◆ ACTION ITEM:
From the sepsis passage, list every factor the 2011 C.D.C. study gave for the increase in sepsis hospitalizations.

◆ TEXT PASSAGE:

————————

Sepsis appears to be on the rise. The rate of hospitalizations that listed sepsis as the primary illness more than doubled between 2000 and 2008, according to a 2011 C.D.C. study, which attributed the increase to factors like the aging of the population, a rise in antibiotic resistance and, to some extent, better diagnosis.

Sepsis is a contributing factor in up to half of all hospital deaths, but it’s often not listed as the cause of death because it often develops as a complication of another serious underlying disease like cancer. So although death certificates list sepsis as a cause in 146,000 to 159,000 deaths a year, a recent report estimated that it could play a role in up to 381,000 deaths a year.

Yet advocacy organizations say many Americans have never heard of sepsis and don’t know the signs and symptoms.

————————

◆ INFORMATION:
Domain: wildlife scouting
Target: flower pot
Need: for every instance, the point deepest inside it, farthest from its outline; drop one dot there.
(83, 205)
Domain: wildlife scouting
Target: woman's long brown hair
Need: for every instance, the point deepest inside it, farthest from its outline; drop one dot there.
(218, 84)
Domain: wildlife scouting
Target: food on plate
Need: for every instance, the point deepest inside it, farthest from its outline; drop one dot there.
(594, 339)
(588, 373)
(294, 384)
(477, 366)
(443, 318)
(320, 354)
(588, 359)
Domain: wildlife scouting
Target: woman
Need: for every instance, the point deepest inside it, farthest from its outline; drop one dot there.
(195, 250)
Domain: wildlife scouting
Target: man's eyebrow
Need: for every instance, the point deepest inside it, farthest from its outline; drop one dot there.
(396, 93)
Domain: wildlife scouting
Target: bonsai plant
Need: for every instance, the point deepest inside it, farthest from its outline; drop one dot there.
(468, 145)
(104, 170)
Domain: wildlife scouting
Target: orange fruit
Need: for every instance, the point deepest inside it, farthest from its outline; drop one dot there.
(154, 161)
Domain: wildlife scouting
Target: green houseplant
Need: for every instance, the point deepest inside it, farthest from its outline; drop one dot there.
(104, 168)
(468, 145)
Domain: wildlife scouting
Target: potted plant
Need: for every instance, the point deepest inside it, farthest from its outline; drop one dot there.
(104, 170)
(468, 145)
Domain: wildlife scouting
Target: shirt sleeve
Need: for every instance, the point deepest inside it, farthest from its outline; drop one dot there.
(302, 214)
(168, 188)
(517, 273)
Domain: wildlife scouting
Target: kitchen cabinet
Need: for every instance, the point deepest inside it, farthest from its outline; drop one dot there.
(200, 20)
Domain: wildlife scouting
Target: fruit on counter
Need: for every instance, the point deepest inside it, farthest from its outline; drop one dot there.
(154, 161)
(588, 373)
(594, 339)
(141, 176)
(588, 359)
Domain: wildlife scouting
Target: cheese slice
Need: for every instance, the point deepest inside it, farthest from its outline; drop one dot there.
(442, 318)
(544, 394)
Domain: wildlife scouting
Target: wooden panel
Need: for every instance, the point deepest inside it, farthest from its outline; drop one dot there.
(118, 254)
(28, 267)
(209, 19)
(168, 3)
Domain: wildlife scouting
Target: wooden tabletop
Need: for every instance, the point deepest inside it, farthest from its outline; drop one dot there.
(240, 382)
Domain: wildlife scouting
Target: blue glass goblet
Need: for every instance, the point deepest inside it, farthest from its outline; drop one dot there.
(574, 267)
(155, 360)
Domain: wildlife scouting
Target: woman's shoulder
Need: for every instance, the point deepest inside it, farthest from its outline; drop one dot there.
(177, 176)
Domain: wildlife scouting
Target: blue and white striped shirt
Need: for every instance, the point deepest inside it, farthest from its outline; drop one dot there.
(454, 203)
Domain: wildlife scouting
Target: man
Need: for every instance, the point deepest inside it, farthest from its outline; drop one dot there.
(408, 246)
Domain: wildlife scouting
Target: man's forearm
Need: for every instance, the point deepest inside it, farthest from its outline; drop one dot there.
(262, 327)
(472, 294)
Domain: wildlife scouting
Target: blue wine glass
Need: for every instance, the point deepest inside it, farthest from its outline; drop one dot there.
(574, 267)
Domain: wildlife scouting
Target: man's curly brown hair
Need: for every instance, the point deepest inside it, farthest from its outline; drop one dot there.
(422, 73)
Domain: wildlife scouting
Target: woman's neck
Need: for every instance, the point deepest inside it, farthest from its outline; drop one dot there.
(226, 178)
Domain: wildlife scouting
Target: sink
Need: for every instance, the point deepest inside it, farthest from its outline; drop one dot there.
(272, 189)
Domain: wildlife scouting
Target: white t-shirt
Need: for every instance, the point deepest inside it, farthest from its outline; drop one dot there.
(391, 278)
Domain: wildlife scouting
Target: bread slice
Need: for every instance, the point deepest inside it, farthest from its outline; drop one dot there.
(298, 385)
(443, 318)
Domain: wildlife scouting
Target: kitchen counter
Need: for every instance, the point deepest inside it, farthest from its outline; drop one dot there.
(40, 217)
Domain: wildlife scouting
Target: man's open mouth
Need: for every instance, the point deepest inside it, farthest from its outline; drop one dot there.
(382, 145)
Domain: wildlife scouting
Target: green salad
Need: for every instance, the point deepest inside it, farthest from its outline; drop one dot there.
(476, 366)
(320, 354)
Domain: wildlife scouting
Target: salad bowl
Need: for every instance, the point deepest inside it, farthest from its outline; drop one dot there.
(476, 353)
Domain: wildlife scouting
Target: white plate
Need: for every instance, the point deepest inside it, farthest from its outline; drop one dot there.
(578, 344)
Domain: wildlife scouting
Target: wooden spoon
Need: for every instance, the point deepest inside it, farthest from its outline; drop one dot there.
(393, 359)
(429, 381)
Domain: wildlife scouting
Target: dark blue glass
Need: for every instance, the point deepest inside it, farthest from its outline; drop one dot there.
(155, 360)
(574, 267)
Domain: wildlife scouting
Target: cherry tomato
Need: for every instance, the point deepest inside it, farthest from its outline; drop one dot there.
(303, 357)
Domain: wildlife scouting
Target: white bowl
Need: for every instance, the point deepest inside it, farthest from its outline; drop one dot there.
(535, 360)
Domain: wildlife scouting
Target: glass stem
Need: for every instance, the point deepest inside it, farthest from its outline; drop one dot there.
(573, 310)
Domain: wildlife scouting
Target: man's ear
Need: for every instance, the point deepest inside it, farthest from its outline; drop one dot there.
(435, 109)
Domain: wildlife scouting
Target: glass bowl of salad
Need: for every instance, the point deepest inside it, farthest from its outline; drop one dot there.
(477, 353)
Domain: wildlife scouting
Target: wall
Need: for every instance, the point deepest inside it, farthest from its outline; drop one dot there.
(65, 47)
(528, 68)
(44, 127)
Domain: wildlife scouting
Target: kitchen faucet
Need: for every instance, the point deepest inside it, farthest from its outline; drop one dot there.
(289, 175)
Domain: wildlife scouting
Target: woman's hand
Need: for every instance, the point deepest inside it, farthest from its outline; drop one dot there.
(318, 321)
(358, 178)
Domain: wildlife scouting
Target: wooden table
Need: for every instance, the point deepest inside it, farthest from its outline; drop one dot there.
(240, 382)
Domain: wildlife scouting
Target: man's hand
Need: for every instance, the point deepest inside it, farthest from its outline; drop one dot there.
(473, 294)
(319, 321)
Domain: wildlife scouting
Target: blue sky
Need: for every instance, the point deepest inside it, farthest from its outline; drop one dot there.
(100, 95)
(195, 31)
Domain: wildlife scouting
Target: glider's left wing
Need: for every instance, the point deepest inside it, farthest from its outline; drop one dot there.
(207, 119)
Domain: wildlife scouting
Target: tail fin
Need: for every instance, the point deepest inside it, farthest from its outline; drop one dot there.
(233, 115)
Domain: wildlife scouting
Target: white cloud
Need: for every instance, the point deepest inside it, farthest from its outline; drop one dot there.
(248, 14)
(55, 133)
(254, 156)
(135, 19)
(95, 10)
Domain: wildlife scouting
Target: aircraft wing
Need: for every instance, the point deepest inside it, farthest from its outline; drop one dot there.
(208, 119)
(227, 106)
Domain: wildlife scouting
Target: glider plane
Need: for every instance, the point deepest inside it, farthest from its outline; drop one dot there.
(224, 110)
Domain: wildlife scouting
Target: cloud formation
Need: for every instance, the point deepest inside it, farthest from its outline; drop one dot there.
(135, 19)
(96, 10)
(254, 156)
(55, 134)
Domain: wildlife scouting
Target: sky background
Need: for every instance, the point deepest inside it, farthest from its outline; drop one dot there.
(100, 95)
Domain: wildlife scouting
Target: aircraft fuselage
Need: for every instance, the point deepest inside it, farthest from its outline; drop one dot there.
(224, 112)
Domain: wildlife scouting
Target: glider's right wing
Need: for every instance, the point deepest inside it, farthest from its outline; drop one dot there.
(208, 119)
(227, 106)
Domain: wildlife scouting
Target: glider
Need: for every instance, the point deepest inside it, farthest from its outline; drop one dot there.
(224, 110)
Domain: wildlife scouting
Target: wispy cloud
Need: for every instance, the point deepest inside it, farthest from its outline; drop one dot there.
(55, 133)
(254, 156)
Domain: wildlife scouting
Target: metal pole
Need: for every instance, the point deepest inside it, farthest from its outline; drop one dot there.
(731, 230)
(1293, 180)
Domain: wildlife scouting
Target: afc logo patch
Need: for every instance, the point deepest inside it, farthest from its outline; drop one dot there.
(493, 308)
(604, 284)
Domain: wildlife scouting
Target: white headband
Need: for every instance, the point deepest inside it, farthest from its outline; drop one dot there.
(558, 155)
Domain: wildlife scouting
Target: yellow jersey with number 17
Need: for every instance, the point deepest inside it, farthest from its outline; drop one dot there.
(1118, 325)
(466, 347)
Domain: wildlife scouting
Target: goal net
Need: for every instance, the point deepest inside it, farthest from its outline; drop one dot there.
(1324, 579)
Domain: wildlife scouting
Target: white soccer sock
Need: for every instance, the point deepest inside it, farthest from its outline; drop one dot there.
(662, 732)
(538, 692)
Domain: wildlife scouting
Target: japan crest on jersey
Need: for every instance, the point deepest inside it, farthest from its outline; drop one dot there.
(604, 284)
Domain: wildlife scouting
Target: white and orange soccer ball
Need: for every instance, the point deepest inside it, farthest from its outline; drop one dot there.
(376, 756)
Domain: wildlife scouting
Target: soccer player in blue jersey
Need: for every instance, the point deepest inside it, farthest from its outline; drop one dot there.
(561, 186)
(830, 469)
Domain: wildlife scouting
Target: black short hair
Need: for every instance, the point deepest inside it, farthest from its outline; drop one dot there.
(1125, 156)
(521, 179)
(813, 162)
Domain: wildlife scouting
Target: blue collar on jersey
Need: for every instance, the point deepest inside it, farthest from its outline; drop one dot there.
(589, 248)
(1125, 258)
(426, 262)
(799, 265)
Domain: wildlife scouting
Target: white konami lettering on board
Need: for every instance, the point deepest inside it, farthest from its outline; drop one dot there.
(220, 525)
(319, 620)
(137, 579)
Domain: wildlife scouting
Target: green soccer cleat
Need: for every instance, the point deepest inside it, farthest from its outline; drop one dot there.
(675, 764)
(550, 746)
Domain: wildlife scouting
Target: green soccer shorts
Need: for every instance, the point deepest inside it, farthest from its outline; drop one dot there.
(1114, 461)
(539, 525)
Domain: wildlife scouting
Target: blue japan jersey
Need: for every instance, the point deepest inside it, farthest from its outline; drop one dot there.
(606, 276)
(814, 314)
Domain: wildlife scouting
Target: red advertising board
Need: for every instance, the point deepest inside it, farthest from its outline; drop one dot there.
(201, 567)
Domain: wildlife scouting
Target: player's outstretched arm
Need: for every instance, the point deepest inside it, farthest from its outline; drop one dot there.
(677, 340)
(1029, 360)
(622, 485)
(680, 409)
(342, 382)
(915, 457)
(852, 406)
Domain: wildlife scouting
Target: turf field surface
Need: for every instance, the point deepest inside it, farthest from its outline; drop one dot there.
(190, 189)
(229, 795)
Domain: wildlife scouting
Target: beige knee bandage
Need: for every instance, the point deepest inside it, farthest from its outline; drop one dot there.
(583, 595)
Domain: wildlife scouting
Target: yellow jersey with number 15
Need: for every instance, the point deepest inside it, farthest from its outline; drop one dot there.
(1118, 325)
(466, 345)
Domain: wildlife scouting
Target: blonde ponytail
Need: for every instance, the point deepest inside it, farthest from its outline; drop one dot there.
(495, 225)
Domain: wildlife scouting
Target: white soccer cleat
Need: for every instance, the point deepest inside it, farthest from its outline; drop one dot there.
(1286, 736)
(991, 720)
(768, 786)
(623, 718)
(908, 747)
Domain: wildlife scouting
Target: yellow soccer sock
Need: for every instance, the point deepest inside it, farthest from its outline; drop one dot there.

————————

◆ EXPECTED OUTPUT:
- the aging of the population
- a rise in antibiotic resistance
- better diagnosis (to some extent)